● Quoted passage:

The Code Liberation team

Code Liberation is organized by a diverse group of people across the globe.

Founder

Phoenix Perry

Phoenix Perry creates physical games and user experiences. A consummate advocate for women in game development, she founded Code Liberation Foundation. This organization teaches women to program games for free. Since starting in 2012, this project has reached over 1000 women in the New York area between the ages of 16 to 60. Fostering professional growth and mentoring new leaders in the field, she strives to infuse the industry with new voices. As principal founder in Dozen Eyes Games, a company producing works for social change and interactive installations, she also is an entrepreneur. She is a Lecturer at Goldsmiths in Physical Computing and Games.

Her speaking engagements include GDC, Games for Change, The Open Hardware Summit, Indiecade, Comic Con, Internet Week, Create Tech, IBM Dev Pulse, Montreal International Games Summit and NYU Game Center among others. Perry’s creative work spans a large range of disciplines including drawing, generative art, video, games, interfaces and sound. Her projects have been seen worldwide at venues and festivals including the GDC, E3, Come out and Play, Maker Faire at the New York Hall of Science, Lincoln Center, Transmediale, Yerba Buena Center for the Arts, LAMCA, Harvest Works, Babycastles, European Media Arts Festival, GenArt, Seoul Film Festival and Harvestworks. In 2011 she co-authored the book, Meet the Kinect with Sean Kean and Johnathan Hall. Finally, she has curated since 1996 in a range of cultural venues, the most recent of which is her own gallery, Devotion Gallery until 2014. Devotion was a Williamsburg gallery focused on the intersection of art, science, new media, and design.

Directors

Adelle Lin

Trained in math, strategy and more recently architecture, Adelle Lin explores ways of creating unique experiences that integrate digital elements and physical spaces in playful ways. By day she produces interactives for the New-York Historical Society Museum and by night is a playful unicorn at NYC Resistor. She has recently exhibited at A Maze Festival, Maker Faire New York, Come Out and Play Festival, Harvestworks Gallery, and Different Games Conference.

Caroline Sinders

Caroline Sinders is an interaction designer for IBM Watson, artist, researcher and videogame designer. She was born in New Orleans and is currently based in Brooklyn (and occasionally lives in airports). She received her masters from New York University’s Interactive Telecommunications Program where she focused on HCI, prototyping, and interactive storytelling. She holds a bachelor of fine arts from New York University’s Tisch School of the Arts in Photography and Imaging, where she studied digital culture and took portraits with a large format camera. Caroline’s background and current work is a manifestation of what she finds fascinating, which is people. She loves digital ethnography and five dollar words. Her work has been featured in the Contemporary Art Museum of Houston, Style.com, Bust Magazine, Animal NY, Jezebel, New York Magazine, and other places.

● The problem: Carry on the Code Liberation team profiles, starting after their final sentence. The entries further down have no part in this.

● Rows:
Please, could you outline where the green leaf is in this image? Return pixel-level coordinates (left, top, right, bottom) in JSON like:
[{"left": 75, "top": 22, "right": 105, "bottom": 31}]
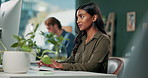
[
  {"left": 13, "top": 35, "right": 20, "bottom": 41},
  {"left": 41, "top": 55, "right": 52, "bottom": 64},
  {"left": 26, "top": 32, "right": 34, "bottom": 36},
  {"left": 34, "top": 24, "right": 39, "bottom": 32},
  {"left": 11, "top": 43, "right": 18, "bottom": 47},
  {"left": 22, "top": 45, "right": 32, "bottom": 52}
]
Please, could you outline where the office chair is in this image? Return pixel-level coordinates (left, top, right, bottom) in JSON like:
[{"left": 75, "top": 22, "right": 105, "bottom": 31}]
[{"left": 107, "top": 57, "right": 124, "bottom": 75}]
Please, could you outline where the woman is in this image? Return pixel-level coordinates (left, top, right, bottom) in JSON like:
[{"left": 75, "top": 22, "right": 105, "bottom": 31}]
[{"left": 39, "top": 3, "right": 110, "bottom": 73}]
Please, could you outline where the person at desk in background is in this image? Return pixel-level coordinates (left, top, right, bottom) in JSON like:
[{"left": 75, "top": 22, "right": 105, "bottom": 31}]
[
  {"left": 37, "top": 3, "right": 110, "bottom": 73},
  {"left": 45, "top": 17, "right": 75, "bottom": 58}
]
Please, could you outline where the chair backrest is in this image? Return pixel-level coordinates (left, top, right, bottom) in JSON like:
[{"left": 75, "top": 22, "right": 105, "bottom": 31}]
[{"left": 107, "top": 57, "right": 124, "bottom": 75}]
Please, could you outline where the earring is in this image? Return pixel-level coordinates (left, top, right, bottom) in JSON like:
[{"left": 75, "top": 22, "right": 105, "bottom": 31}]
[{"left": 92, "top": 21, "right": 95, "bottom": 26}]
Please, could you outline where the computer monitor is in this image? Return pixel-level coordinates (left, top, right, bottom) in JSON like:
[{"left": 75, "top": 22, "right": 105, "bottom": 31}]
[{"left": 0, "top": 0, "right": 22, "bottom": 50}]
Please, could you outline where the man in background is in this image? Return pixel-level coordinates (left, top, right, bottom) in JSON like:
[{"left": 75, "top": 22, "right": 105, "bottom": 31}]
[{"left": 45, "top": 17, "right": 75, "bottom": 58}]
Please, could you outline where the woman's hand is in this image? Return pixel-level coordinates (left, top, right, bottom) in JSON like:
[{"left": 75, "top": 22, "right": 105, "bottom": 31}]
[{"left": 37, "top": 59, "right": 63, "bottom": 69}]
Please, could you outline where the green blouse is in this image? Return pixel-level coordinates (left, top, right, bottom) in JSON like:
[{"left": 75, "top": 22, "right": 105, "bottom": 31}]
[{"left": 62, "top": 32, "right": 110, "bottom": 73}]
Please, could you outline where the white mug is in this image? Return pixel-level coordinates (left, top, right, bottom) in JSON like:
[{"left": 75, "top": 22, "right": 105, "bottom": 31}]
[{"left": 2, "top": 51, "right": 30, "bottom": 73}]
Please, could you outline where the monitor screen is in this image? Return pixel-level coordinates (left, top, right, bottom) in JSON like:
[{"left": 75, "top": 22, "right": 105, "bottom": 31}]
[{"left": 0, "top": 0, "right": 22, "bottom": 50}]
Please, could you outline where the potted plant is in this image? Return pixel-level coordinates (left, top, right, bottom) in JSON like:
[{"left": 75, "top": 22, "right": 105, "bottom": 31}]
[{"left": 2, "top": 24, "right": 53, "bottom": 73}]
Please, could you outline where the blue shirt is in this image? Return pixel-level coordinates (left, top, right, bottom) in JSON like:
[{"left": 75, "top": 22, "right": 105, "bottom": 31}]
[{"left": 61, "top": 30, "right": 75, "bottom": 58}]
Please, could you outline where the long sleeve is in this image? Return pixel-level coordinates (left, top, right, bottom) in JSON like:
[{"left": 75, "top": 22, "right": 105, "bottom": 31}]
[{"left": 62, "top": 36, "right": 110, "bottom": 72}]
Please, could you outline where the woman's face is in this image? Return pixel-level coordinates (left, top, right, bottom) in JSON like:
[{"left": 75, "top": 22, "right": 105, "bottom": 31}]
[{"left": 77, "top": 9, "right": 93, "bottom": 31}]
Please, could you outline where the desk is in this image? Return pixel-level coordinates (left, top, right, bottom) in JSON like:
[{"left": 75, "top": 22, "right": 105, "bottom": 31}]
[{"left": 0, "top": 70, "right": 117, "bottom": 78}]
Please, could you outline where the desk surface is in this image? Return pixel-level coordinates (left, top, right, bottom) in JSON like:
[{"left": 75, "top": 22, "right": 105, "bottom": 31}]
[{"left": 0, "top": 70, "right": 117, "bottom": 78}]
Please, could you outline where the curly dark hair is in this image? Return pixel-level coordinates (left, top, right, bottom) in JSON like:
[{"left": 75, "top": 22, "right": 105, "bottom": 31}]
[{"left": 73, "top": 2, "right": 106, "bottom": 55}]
---
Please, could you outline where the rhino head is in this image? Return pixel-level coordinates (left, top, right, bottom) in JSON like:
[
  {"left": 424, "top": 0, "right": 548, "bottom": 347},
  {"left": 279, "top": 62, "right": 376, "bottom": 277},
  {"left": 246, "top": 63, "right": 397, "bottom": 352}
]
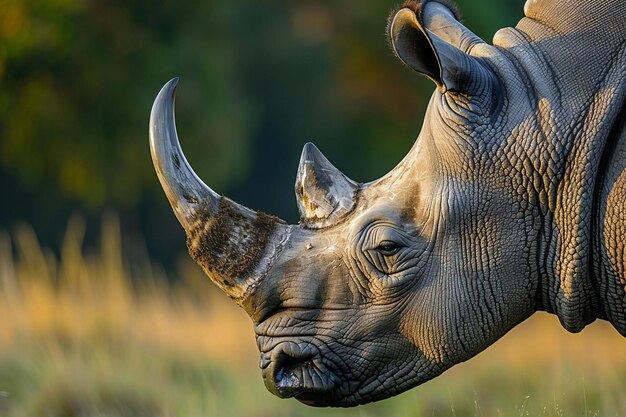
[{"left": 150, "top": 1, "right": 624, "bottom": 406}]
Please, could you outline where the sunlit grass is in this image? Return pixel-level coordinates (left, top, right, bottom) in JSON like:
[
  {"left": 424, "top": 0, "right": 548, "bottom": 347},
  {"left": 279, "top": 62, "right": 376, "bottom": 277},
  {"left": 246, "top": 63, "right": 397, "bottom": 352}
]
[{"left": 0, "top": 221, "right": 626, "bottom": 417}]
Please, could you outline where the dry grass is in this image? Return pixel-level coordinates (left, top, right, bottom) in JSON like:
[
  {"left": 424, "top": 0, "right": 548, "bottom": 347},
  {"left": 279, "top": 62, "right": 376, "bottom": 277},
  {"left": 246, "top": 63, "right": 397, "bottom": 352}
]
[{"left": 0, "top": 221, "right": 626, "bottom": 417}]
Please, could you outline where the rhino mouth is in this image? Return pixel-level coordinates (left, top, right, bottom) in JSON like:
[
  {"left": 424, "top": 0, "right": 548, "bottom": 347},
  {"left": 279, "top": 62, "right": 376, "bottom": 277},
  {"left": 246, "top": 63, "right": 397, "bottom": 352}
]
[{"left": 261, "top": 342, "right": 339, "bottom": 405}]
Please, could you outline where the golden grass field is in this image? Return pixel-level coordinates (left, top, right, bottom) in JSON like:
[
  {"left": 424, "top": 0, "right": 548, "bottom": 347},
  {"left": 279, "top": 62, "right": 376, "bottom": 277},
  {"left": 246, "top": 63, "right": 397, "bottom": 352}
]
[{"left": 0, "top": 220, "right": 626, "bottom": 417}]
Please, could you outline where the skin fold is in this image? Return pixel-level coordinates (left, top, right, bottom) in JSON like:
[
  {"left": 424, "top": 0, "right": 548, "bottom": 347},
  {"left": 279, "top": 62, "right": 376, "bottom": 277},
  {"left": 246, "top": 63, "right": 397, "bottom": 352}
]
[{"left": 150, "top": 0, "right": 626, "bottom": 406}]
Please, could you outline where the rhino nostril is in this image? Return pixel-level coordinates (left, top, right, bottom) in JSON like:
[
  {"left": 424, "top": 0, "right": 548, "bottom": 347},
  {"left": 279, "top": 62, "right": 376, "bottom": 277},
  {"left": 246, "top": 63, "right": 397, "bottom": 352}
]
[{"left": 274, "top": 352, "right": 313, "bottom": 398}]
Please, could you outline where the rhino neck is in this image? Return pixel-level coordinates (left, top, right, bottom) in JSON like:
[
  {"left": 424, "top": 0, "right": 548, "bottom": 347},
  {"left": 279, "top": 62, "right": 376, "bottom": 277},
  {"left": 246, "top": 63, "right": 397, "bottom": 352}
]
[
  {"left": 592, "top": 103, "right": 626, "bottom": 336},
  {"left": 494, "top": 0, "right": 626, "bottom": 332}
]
* * *
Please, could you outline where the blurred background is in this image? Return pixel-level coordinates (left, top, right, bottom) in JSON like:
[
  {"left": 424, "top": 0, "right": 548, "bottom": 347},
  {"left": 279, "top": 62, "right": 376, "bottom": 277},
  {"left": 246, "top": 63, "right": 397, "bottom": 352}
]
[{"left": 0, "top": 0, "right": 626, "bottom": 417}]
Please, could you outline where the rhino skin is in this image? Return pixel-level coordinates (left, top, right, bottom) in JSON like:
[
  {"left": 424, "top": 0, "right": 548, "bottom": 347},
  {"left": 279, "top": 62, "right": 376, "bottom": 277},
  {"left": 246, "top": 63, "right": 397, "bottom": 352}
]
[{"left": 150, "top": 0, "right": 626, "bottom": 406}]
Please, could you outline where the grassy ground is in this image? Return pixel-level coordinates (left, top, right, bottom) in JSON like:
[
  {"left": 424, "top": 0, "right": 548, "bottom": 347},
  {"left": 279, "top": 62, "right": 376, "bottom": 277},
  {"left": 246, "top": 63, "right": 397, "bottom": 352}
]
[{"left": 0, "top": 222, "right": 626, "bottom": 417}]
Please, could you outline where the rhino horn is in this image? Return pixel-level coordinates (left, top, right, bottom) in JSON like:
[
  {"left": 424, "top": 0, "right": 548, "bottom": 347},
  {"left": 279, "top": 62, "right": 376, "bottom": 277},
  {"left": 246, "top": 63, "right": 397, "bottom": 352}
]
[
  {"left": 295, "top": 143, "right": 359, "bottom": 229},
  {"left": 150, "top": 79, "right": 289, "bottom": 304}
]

● Reply:
Members

Alice Casey

Alice helped to found the London branch of Code Liberation in 2016. She is currently studying Games Programming at Goldsmiths College, and is always looking for new programming challenges. She has been embracing games since she could pick up a controller, and continues to collect and play retro titles to this day. Alice wishes to help make the world of games a more inclusive space for LGBT people, and in turn use it to cast light on issues faced in the community through interactive experiences and storytelling. Alice enjoys public speaking, as well as helping others to realise their potential through co-operation. She spends her spare time building computers and catching up on the latest cartoons.

Asia Hoe

Asia is a Product Designer fueled by curiosity, compassion, and all things geeky. She loves solving problems at the intersection of tech, art, business, community, education, and publishing. When she was introduced to the web in 2001, she created a blog and art gallery, discovering her calling. The web affords her an infinite canvas, as challenging as it is rewarding. An avid gamer since childhood, Asia joined Code Liberation to help make games a more accessible creative outlet to all. She is eager to put her talents as a designer, teacher, writer, and illustrator to use to ship ideas that bring people closer together and change the world.

Charlie Ann Page

Charlie Ann is a PhD researcher at the University of Bath, specialising in Artificial Intelligence. She specialises in electronic institutions and normative reasoning, and making agents that can reason about their own rules. Outside of her PhD research, she teaches several courses at Bath and usually has a few other projects on the go too. More about her, her work, and her contact details can be found at www.charlieannpage.co.uk.

Kaira Villanueva

Kaira Villanueva started Code Liberation as a student, taking their introductory course to game programming with C++ in 2013, inspiring her to volunteer part-time, organizing events and teaching classes. She enjoys reviewing new software by developing applications or games with them, and is always up for a debugging challenge. At the present time, she is studying computer science with a concentration in earth science at Columbia University, with the goal of engineering technology that can mitigate the effects of global warming on our planet.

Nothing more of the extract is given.